--- START ---

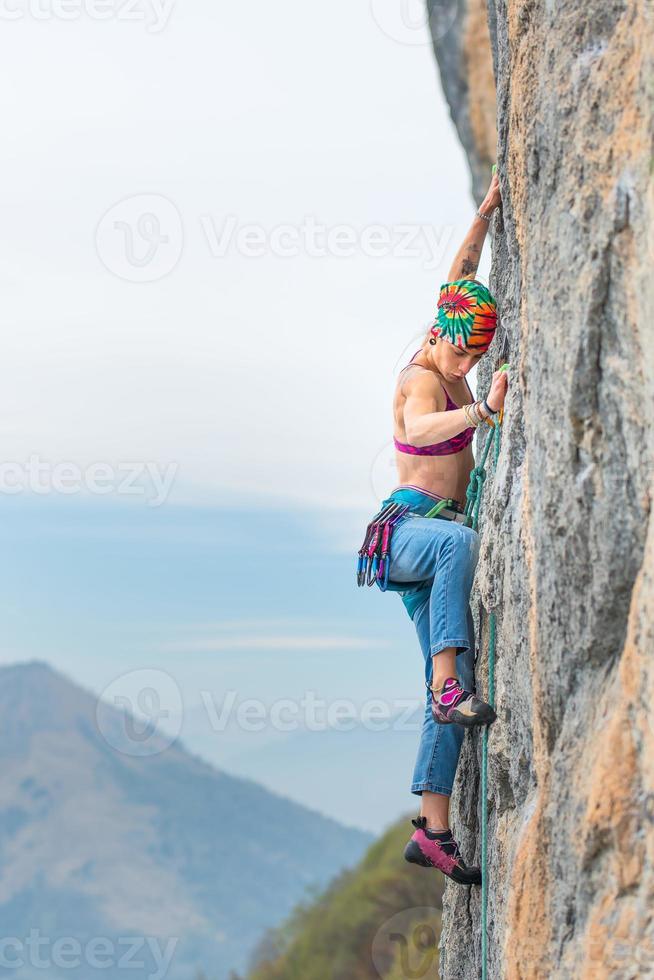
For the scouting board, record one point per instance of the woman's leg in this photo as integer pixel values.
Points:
(444, 553)
(440, 745)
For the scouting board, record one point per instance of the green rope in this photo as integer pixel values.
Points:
(473, 503)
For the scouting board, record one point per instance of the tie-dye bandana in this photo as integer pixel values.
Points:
(467, 315)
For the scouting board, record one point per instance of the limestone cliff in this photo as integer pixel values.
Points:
(567, 556)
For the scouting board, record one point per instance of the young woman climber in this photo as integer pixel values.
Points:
(431, 562)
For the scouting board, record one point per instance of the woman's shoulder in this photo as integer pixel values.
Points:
(416, 379)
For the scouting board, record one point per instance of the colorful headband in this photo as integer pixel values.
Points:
(467, 315)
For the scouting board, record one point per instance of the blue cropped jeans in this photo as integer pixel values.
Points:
(432, 567)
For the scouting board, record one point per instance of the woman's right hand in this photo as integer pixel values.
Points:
(498, 389)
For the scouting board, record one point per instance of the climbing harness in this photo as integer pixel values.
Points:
(372, 563)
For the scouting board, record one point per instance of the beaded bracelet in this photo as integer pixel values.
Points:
(469, 419)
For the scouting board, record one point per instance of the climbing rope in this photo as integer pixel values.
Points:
(473, 502)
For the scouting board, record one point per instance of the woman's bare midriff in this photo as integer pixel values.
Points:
(447, 476)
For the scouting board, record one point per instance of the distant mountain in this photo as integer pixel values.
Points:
(378, 921)
(100, 849)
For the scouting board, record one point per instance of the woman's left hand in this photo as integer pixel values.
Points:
(493, 197)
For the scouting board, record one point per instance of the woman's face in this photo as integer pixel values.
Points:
(455, 362)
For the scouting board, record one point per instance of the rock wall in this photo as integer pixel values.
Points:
(567, 556)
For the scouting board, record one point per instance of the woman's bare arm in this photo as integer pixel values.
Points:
(466, 260)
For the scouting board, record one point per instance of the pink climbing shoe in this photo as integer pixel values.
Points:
(433, 849)
(452, 704)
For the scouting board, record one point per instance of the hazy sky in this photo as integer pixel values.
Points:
(224, 230)
(308, 179)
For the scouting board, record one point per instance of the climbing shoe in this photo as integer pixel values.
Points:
(433, 849)
(453, 704)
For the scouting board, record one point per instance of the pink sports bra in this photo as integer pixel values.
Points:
(454, 445)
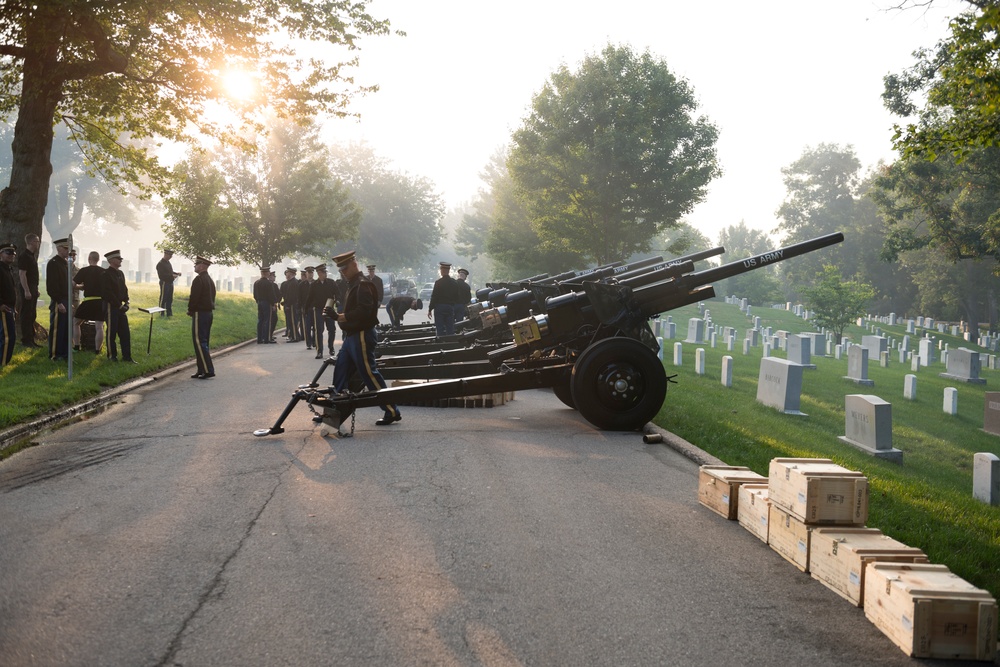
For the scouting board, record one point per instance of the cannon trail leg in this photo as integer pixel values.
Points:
(276, 429)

--- END ---

◆ What needs to be done: Retype the entries above exactly, but only from the line containing "cliff in this photo as integer pixel values." through the line containing "the woman's right", both included.

◆ Written solution:
For the scouting board, record one point per instance of the limestone cliff in this photo as integer pixel values.
Points:
(567, 556)
For the scouting board, record one point per instance of the young woman climber in this photo as integer pixel values.
Points:
(431, 562)
For the scouting board, record one point per instance of the woman's shoulder in this photo as integer pixel values.
Points:
(416, 379)
For the scouting board, record one point per instance of the colorful headband in this photo as integer pixel values.
Points:
(467, 315)
For the scouting board, record one point per instance of the blue cropped jeans in this photo as integer pixel values.
Points:
(432, 567)
For the scouting board, record one point per instance of the woman's right hand in this photo as integer pixel values.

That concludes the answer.